Shocked, Hattie Brazier Takes Charge
The next morning, unable to walk or speak coherently, Brazier was carried into Mayor’s Court to enter a plea to the charge. When the mayor, acting as a judge, saw Brazier’s condition, he postponed the case. Hattie Brazier entered the courtroom and was shocked to see her husband slumped over, drooling and incoherent. Dawson Police Chief Howard Lee, whose department shared custody of James Brazier with the sheriff’s office for the prior 15 hours, dismissed the obvious signs that James Brazier needed urgent medical attention and told Hattie Brazier to take her husband home and bring him back for his court date three days later.

★ ★ ★ ★

» **List of tasks**:
1. Answer from the passage on the Brazier court hearing:
(a) Into which court was Brazier carried to enter a plea?
(b) For how many hours had Howard Lee's department shared custody of James Brazier with the sheriff's office?
(c) When was Hattie Brazier told to bring her husband back?
2. Please pick up the passage on the Brazier court hearing after its last sentence and continue it.
The records that come after the passage on the Brazier court hearing are separate material and not part of it.

★ ★ ★ ★

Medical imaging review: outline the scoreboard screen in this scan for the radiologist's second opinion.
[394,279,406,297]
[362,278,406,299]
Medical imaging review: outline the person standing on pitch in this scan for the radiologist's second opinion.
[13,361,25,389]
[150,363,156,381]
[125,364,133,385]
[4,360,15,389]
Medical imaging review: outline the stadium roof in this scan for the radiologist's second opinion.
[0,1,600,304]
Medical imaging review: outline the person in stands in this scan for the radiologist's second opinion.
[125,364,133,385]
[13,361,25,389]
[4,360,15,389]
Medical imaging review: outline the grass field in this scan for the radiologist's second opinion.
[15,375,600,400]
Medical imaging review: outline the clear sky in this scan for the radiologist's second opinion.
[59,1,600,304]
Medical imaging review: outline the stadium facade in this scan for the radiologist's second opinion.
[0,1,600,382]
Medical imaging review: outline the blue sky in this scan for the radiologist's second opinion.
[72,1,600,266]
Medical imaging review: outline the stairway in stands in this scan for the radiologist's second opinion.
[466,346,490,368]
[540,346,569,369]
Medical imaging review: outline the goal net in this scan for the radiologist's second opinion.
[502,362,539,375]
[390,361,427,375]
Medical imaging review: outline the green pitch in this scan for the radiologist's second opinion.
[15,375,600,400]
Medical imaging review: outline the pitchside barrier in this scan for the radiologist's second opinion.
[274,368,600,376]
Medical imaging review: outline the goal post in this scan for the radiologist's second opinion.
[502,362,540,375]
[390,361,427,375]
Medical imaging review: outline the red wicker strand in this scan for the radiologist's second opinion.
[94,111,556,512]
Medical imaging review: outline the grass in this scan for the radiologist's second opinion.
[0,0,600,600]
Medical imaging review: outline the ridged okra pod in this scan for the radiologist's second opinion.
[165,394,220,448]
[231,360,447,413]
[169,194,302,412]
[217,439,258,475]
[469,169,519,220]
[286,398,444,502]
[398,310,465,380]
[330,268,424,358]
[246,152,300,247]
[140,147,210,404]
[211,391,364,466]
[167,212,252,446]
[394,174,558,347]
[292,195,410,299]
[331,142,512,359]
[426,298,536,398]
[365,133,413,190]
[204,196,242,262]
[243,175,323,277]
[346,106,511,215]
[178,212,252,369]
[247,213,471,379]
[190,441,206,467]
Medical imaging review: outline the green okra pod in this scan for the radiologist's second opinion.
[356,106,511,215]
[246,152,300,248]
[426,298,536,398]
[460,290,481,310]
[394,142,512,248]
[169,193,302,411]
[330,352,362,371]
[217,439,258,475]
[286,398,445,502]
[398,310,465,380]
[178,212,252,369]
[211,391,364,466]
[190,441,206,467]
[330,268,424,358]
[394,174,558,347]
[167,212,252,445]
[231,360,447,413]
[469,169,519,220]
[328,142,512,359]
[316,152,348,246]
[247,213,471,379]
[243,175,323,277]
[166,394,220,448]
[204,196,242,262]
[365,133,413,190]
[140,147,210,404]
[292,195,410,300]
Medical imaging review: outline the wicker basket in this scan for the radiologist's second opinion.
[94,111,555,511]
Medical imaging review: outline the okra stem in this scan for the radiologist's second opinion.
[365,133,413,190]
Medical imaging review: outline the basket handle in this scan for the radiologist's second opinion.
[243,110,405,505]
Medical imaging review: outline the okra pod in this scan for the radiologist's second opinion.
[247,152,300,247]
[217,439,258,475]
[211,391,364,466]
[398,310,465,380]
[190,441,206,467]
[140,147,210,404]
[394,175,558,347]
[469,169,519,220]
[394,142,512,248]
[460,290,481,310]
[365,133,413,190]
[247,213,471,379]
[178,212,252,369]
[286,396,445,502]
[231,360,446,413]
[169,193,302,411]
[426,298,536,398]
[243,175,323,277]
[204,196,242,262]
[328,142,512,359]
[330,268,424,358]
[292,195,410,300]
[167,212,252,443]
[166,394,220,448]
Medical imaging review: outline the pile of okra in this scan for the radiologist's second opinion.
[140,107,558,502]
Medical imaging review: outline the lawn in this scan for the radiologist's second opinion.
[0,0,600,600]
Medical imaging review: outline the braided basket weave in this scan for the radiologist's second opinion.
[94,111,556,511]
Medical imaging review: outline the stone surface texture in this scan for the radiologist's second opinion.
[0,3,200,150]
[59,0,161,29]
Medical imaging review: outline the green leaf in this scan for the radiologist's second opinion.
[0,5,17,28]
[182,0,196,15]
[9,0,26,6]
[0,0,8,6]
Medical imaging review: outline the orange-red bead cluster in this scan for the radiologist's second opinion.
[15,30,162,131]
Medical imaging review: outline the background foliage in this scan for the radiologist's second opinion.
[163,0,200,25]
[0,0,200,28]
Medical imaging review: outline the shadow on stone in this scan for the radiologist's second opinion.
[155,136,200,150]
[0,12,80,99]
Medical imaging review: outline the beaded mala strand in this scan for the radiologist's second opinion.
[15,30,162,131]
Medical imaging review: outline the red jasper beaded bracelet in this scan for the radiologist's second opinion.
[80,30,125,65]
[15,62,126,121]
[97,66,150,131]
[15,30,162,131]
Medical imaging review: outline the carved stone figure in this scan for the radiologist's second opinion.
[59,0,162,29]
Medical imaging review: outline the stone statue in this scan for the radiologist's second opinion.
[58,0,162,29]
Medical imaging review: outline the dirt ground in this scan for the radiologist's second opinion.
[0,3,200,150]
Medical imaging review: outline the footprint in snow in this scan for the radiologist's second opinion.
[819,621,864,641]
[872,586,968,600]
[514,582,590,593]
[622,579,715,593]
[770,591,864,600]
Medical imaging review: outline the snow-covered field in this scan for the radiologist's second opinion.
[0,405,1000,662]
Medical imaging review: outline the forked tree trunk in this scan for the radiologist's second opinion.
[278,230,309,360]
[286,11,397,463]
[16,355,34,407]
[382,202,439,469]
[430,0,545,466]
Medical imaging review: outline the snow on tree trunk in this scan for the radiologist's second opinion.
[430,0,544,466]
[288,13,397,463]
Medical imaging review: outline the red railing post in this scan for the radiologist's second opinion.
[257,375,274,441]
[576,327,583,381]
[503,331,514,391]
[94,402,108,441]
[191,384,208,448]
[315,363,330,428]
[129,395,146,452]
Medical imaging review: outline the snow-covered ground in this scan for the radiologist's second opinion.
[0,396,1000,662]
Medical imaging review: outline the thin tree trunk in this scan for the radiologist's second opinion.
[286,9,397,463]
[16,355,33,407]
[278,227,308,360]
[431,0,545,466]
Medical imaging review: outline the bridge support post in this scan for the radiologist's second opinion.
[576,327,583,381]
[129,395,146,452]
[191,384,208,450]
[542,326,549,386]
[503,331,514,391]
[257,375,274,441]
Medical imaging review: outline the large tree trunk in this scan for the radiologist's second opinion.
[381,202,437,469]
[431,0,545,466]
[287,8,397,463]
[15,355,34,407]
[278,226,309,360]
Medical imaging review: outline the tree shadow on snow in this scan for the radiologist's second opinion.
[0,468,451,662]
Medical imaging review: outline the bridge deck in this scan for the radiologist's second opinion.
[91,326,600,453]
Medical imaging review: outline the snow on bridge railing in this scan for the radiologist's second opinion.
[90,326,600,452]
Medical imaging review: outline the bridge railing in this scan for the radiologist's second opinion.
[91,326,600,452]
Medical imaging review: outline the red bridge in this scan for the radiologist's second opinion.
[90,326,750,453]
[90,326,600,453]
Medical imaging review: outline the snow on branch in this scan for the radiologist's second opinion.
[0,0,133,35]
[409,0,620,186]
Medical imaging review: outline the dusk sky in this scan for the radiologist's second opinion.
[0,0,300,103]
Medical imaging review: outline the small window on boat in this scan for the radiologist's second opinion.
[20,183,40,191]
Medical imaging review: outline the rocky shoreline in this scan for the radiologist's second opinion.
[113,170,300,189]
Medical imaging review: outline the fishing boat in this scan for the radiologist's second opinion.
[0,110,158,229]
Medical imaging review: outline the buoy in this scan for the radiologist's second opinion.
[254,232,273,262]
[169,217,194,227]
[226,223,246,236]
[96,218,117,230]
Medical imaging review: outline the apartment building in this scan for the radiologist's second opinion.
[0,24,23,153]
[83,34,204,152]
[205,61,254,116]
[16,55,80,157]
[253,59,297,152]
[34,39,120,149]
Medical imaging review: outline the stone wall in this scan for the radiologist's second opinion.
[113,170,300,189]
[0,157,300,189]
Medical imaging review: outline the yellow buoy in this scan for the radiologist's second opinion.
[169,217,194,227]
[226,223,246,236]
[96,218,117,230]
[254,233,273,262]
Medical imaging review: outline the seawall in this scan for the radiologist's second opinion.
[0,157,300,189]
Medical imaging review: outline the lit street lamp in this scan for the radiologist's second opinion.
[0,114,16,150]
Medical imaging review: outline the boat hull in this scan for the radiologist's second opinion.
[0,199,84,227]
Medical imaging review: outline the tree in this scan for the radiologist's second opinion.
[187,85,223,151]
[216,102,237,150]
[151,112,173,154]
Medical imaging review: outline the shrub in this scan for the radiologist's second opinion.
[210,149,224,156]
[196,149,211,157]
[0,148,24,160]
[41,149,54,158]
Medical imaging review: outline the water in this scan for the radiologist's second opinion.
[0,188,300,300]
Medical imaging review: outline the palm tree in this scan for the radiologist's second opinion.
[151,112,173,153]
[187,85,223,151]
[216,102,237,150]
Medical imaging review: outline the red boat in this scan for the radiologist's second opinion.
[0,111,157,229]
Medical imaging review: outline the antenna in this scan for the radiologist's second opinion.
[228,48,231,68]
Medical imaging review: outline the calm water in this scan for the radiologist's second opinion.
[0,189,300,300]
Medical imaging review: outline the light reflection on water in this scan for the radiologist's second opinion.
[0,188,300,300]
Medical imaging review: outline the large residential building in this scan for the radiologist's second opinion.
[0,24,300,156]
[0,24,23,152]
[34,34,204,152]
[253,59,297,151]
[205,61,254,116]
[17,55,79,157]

★ ★ ★ ★

» **Answers to the problems**:
1.
(a) Mayor's Court
(b) 15 hours
(c) For his court date three days later

2.
Instead, Hattie Brazier took charge. She piled her husband and family into their car and raced to Terrell County Hospital in Dawson, where she encountered stunning callousness by a local physician.[16] At the front of the hospital, as James Brazier lay across the back seat of his car in and out of consciousness, his head resting on his sister’s lap, Mrs. Brazier spotted a white physician standing outside. His name was Dr. Walter Martin and he shared a practice with the physician who had examined Brazier in jail, Dr. Charles Ward. She begged Martin to come look at her husband. Martin, she said later, peered into the car window and said, “Ain’t nothing ailing him, nigger… There ain’t nothing ail the damn nigger but drunk.”[17]
Hattie Brazier, frantically trying to get medical attention for her husband, managed to get him inside the hospital, where she saw that Police Chief Lee had arrived and was speaking with Dr. Ward privately in a small room. As they continued talking, she grew impatient with their seeming indifference. She interrupted them and told Ward she was leaving and taking her husband. “He needs working on,” she told Ward. “I’m going to take him out and take him to another doctor.”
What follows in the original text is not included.